▶ **Brano del documento**:

• • •

Tuttavia, lo spettro strozzature nei processi produttivi per la mancanza di semiconduttori, l’aumento del costo delle materie prime e la pazzesca dilazione dei tempi per l’arrivo della merce dall’estero (i fenomeni sono collegati tra loro), sta facendo davvero riflettere sul futuro della crescita globale e sull’inflazione.

Il Presidente di Confindustria, Bonomi, in merito all’incremento di prezzo delle materie prime ha riferito che si tratta di un problema che “in questo momento sta avvenendo un po’ in tutti i settori, ricordiamo sempre che l’Italia e’ un paese trasformatore, noi abbiamo fatto la nostra fortuna come industria trasformatrice quindi importiamo tutto”. “E’ ovvio che ci sono settori piu’ penalizzati attualmente, per esempio quello dell’automotive e vediamo che a causa della carenza di semiconduttori stiamo fermando degli impianti e sappiamo tutti quanto incide la filiera dell’automotive in Italia quindi ci sono settori in questo momento stanno soffrendo piu’ di altri pero’ tendenzialmente la mancanza e il rincaro delle materie prime colpisce proprio un po’ tutti i settori”, ha aggiunto Bonomi.

• • •

▶ **Dati registrati**:
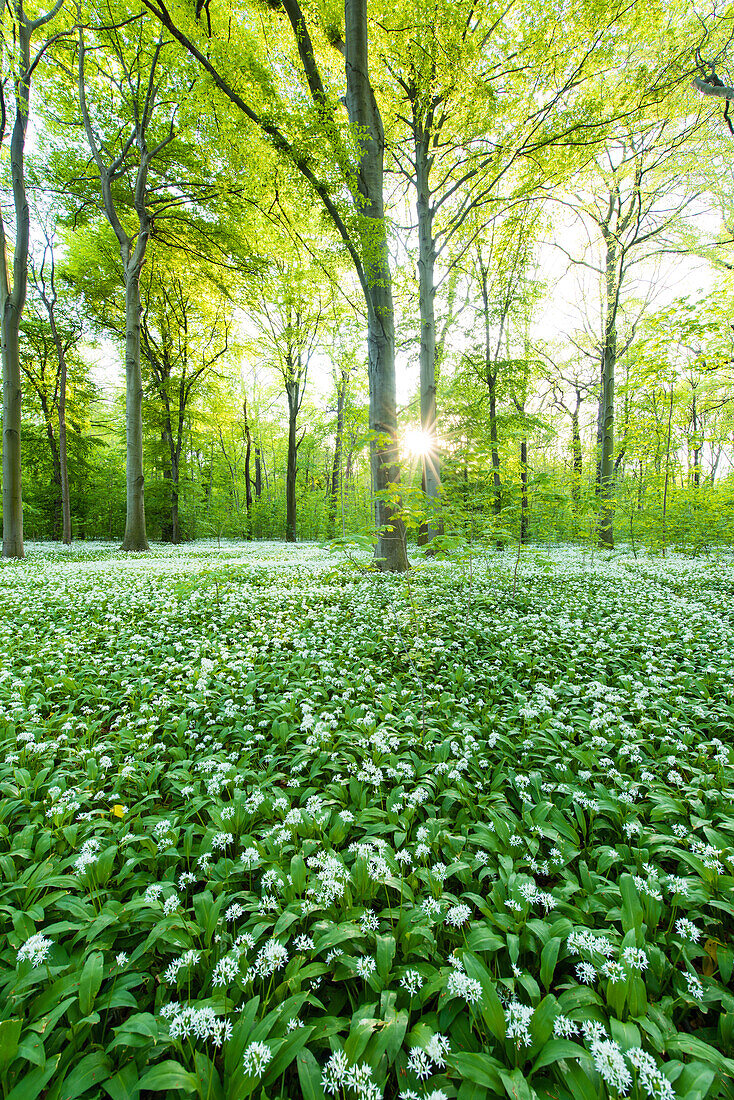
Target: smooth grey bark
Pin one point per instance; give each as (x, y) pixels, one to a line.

• • •

▶ **Obiettivo del compito**:
Stabilisci se ognuna delle seguenti affermazioni concorda con il brano del documento. Rispondi sì o no e riporta alla lettera le parole del brano che lo decidono.
(a) Secondo Bonomi, l'Italia è un paese trasformatore.
(b) Bonomi sostiene che il rincaro delle materie prime colpisce soltanto il settore dell'automotive.
(c) Il brano presenta la mancanza di semiconduttori, l'aumento del costo delle materie prime e i ritardi nell'arrivo della merce come fenomeni indipendenti l'uno dall'altro.
I dati non hanno alcun ruolo in questo lavoro.

▶ **Soluzione scritta**:
(a) Sì: «ricordiamo sempre che l’Italia e’ un paese trasformatore».
(b) No: «la mancanza e il rincaro delle materie prime colpisce proprio un po’ tutti i settori».
(c) No: «i fenomeni sono collegati tra loro».